BRANO:
+++

Melinda Cooper nel suo libro Family Value introduce la categoria di “doppio movimento del capitale”4. Afferma cioè, semplificando un po’, che in merito alla crisi della famiglia fordista il neoliberismo assume due atteggiamenti apparentemente in contraddizione: da un lato comprende che nella liberazione dei costumi e nella rottura di un certo tipo di norme dell’organizzazione del vivere associato si annida la possibilità dell’emersione di nuovi mercati, nuove frontiere economiche da esplorare, dall’altro si rende conto che se il fenomeno diventa di massa, il suo peso a carico dello stato in termini di garanzia della riproduzione sociale potrebbe crescere enormemente (l’esempio più ovvio e quello di una madre sola con i figli nel contesto degli anni ’60 e ’70). Di qui ne consegue l’emersione politica di due tendenze apparentemente opposte: da un lato l’incorporazione neoliberale delle rivendicazioni su sesso, genere ed autodeterminazione individuale, dall’altro quello di compagini, anch’esse neoliberali, che invece si fanno promotrici del più assoluto conservatorismo sociale. Apparentemente queste due tendenze sono in guerra aperta, ma se guardate attentamente, da un lato rappresentano la capacità del capitalismo di incorporare alcune contraddizioni in maniera dialettica, dall’altro quella di scaricarle verso il basso, formando il contesto adeguato per l’integrazione differenziale e l’individualizzazione del rapporto proletario con le identità, ecc… ecc…
In questo senso la Cooper parla di “doppio movimento del capitale”. Le rivendicazioni sociali vengono processate dentro questo doppio movimento e integrate in una forma di dialettica interna apparente. Si assiste dunque al paradosso dei libertariani che rivendicano la libertà assoluta in termini identità individuali e condividono la stessa coalizione con le chiese evangeliche più retrograde. O a quello degli operai delle città in via di deindustrializzazione che votano come i loro padroni. O alla legittimazione delle speculazioni sui mutui prima della crisi del 2008 in nome dell’accesso alla casa per le minoranze povere.

+++

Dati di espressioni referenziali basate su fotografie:

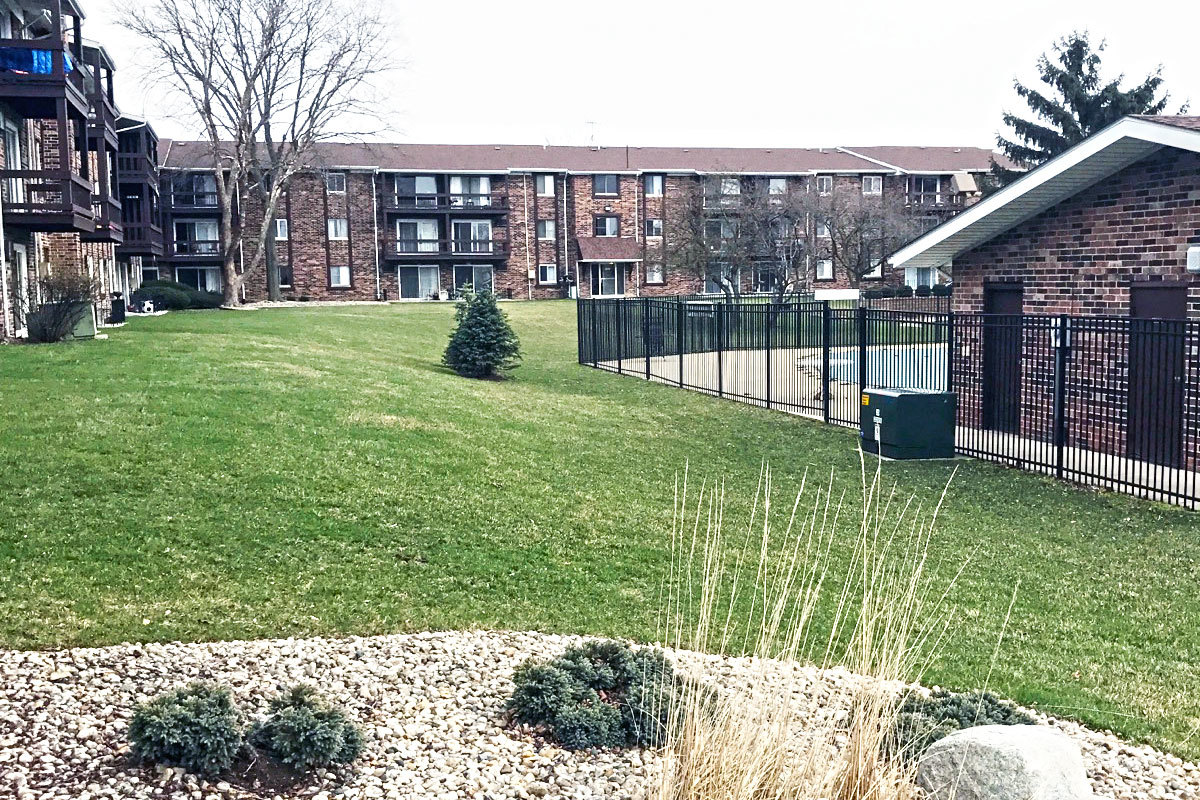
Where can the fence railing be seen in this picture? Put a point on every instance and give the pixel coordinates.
(1104, 401)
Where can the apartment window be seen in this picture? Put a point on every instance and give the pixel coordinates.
(605, 185)
(335, 182)
(340, 277)
(339, 228)
(197, 238)
(607, 280)
(471, 191)
(606, 224)
(472, 235)
(417, 236)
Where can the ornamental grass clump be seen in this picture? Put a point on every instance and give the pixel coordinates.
(599, 695)
(483, 343)
(781, 595)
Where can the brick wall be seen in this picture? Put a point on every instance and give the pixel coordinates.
(1081, 256)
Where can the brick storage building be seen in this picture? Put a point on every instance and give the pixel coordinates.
(390, 221)
(58, 152)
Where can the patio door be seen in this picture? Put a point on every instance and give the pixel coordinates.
(1002, 306)
(1157, 362)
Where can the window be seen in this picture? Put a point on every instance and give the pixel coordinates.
(197, 238)
(925, 190)
(606, 224)
(607, 280)
(417, 236)
(472, 235)
(335, 181)
(471, 191)
(339, 277)
(605, 185)
(339, 228)
(417, 191)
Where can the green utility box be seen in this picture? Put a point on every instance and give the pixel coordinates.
(907, 422)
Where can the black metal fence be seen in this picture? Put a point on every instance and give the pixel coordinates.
(1105, 401)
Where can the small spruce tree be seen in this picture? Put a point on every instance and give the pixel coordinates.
(483, 343)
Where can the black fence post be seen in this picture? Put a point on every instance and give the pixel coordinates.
(1061, 350)
(720, 349)
(861, 318)
(646, 334)
(826, 336)
(681, 332)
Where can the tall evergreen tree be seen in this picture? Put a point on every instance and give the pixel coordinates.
(1079, 103)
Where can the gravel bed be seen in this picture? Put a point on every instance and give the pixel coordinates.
(430, 705)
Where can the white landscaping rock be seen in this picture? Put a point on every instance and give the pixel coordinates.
(997, 762)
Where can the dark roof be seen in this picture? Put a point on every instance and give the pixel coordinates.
(610, 248)
(502, 157)
(1179, 121)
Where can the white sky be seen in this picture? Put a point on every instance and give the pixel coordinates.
(742, 73)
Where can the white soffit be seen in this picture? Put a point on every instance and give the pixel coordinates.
(1091, 161)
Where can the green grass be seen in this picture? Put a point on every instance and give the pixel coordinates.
(214, 475)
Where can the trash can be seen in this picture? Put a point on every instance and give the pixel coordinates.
(907, 423)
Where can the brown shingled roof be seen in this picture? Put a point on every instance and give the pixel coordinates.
(610, 248)
(502, 157)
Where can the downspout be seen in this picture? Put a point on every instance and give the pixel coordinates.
(525, 193)
(375, 222)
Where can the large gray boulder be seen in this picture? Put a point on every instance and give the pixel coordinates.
(999, 762)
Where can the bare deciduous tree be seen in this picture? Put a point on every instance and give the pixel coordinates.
(267, 80)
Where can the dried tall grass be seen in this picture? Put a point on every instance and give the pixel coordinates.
(785, 601)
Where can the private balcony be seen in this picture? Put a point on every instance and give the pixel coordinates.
(427, 248)
(47, 200)
(448, 202)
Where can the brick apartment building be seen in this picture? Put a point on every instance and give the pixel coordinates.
(399, 221)
(58, 151)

+++

COMPITI:
1 > Nel brano sul doppio movimento del capitale, con chi condividono la stessa coalizione i libertariani?
2 > Prosegui il brano sul doppio movimento del capitale a partire dalla sua ultima frase.
Le voci non hanno alcun ruolo in questo.

RISULTATI PER COMPITO:
1 > Con le chiese evangeliche più retrograde.

2 >
Naturalmente ciò non significa in nessun modo che le contraddizioni siano risolte o spariscano e che la contrapposizione non possa assumere caratteri implicitamente di classe, sul piano politico però questo doppio movimento è uno strumento formidabile per ristrutturare continuamente le linee di faglia nella società ed evitare che lo scontro si consolidi in una evidente frattura tra alto e basso. Perché si assista al presentarsi di una contrapposizione con espliciti contenuti di classe bisogna assistere ad una crisi della capacità di incorporazione delle rivendicazioni sociali da parte di questo “doppio movimento”. Un primo slabbramento della tela si è avuto con la crisi finanziaria del 2007-2008 e con il presentarsi del movimento globale contro la crisi che negli States ha assunto le sembianze di Occupy Wall Street con i suoi contenuti a cavallo tra il riformismo radicale e la più esplicita critica al capitalismo.
Il trumpismo si inserisce in questo quadro, ed è allo stesso tempo una continuazione del “doppio movimento” ed una frattura con esso determinata dal fatto che la dislocazione delle condizioni oggettive di riproduzione del sistema capitalistico impongono sempre con maggiore forza una divaricazione difficile da ricomporre dato che i processi di integrazione sono quasi completamente inceppati. Il dato di fondo della irriformabilità del capitalismo neoliberista (salvo sconvolgimenti radicali), si disloca al momento secondo queste faglie.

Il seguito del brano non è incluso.